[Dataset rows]
----

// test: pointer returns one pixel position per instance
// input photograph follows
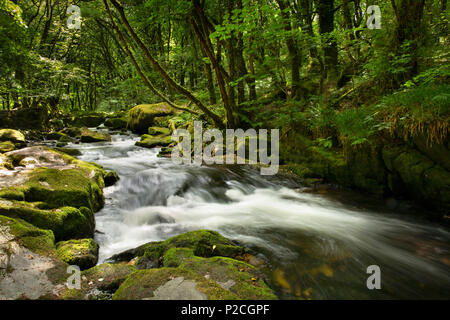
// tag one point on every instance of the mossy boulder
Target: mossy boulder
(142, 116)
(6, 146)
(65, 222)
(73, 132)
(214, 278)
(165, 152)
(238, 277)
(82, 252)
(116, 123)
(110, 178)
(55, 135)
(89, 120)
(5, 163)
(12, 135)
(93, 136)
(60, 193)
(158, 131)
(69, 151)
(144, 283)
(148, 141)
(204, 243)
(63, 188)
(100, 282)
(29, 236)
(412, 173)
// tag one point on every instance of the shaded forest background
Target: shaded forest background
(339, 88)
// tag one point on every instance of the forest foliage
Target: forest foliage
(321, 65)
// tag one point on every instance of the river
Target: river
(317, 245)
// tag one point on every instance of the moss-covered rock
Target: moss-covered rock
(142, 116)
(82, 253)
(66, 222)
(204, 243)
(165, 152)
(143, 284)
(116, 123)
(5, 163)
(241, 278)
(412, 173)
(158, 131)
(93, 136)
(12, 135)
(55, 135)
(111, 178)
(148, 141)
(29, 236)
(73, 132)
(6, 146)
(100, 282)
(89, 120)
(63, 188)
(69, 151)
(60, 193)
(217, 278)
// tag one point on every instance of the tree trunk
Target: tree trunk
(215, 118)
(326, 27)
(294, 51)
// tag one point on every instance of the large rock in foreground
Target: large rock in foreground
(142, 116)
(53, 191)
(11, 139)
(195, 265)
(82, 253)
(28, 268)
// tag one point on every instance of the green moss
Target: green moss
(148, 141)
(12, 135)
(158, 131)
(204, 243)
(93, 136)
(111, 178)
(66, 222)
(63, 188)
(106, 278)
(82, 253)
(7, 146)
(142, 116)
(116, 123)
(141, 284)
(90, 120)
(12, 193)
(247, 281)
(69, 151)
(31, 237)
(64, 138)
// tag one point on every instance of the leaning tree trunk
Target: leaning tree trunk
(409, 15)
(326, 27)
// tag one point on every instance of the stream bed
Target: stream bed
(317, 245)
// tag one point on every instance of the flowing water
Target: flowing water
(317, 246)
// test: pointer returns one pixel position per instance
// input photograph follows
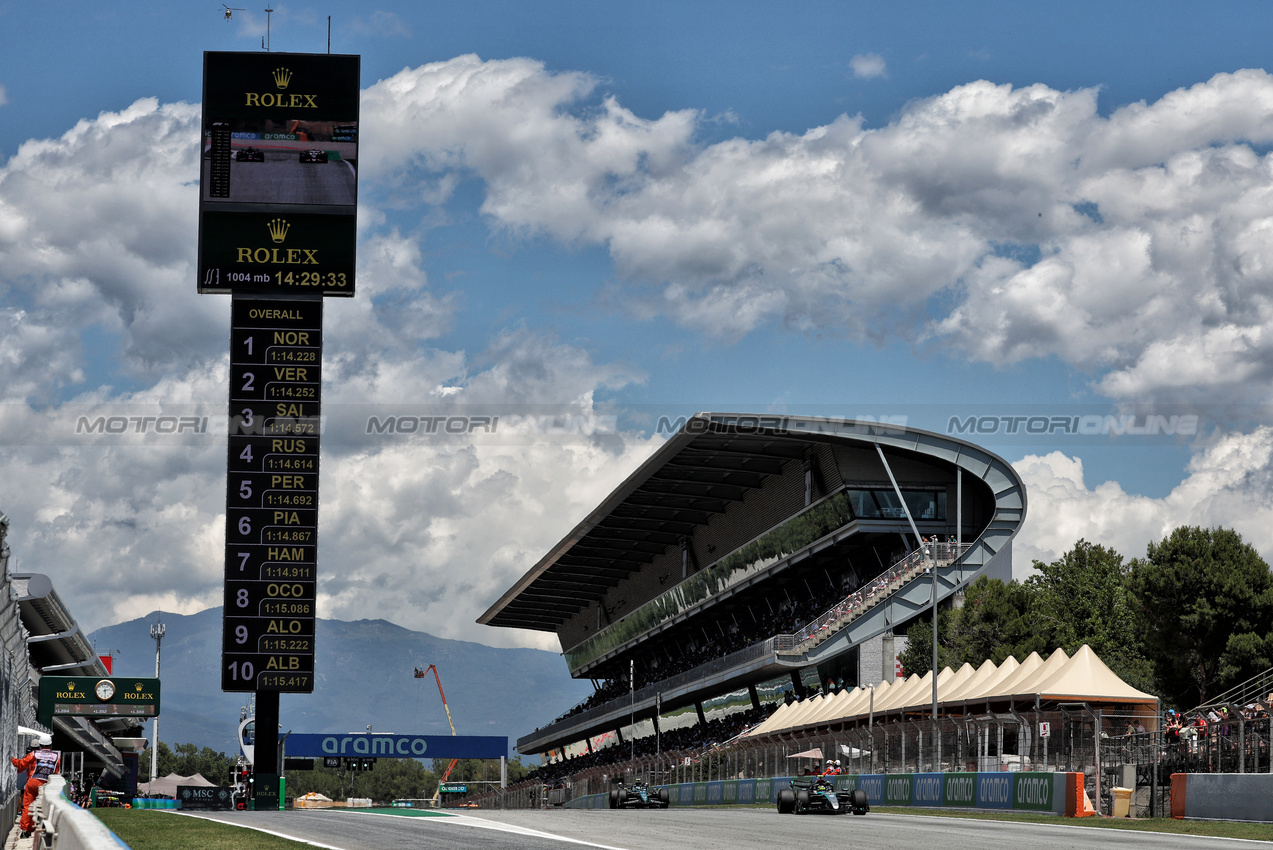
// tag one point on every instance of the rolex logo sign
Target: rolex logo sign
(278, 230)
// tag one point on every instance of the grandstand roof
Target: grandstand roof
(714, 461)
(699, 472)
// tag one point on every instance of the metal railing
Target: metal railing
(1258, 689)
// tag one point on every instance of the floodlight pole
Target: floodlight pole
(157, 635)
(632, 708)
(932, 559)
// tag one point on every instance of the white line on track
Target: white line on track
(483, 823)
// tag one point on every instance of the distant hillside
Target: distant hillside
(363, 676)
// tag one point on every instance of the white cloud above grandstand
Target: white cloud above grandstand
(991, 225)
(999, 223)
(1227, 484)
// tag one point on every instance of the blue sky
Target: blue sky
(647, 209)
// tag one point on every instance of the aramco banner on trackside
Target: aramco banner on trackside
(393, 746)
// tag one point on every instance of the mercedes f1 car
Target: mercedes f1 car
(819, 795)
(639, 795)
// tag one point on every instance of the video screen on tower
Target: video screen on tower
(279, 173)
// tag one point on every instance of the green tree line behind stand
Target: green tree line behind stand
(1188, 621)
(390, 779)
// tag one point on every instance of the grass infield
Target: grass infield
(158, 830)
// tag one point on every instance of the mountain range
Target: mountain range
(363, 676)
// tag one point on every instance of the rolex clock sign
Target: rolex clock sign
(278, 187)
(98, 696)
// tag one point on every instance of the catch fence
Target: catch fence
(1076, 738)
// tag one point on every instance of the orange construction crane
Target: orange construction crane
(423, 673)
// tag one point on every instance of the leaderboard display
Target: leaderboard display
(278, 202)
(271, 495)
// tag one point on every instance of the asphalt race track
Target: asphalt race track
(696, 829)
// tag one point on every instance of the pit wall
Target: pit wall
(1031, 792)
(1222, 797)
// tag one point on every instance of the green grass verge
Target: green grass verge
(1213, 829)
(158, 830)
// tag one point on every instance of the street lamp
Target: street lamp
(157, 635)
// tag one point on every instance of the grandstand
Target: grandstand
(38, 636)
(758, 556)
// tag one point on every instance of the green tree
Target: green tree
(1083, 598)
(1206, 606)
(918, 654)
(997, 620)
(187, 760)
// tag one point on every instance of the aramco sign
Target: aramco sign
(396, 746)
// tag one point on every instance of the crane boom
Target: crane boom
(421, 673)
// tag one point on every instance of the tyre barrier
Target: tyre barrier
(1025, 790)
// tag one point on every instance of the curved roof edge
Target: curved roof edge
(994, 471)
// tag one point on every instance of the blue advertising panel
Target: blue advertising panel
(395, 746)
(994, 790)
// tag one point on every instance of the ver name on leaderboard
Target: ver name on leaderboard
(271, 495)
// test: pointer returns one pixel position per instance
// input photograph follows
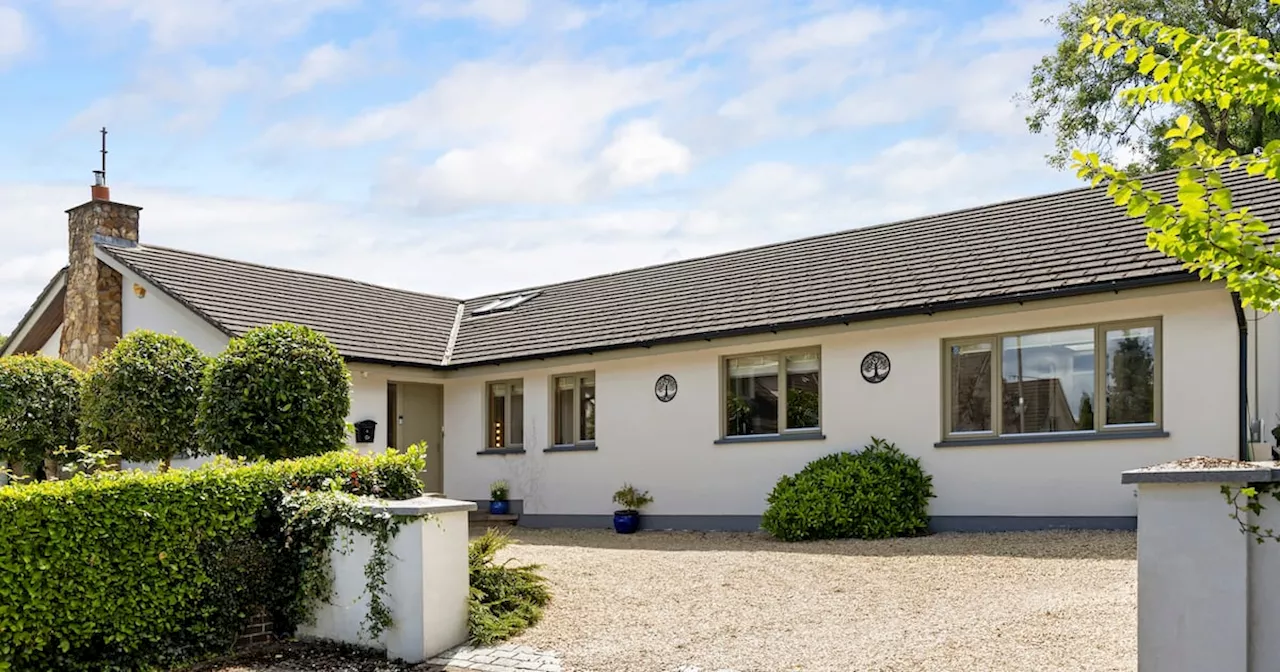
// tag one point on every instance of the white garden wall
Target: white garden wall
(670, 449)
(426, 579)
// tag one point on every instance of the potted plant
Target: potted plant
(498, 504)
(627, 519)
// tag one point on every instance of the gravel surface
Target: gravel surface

----

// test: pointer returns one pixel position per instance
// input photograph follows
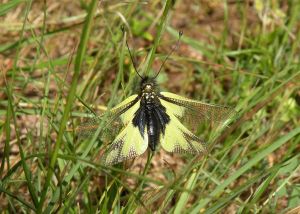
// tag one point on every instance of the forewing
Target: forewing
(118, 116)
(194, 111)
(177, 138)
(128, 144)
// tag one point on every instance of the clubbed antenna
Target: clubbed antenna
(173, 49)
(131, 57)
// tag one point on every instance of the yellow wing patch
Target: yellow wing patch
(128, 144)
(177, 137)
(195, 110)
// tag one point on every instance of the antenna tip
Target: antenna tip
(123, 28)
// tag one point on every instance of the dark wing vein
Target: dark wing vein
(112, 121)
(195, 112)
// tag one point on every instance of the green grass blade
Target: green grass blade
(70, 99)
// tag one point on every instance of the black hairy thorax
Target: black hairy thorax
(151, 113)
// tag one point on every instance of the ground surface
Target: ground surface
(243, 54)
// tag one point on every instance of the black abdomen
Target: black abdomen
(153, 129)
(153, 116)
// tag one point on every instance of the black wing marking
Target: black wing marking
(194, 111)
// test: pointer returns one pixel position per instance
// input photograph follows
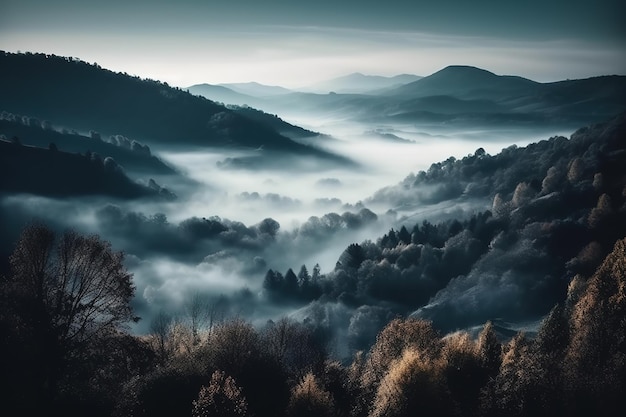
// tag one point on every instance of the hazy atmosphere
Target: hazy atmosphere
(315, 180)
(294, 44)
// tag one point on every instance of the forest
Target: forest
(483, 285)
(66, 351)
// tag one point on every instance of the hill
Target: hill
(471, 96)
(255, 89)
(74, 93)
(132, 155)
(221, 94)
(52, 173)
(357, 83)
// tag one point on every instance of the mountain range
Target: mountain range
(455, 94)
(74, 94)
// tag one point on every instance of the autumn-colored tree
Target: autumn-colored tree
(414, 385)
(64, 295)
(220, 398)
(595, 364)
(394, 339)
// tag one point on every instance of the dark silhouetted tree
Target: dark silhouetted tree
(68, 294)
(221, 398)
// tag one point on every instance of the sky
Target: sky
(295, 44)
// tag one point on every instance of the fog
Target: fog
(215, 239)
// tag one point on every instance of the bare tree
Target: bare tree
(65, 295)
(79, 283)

----

**Task requirements**
Please count the lines in the records that contain the string "background", with case counting. Give only the number.

**Expected answer**
2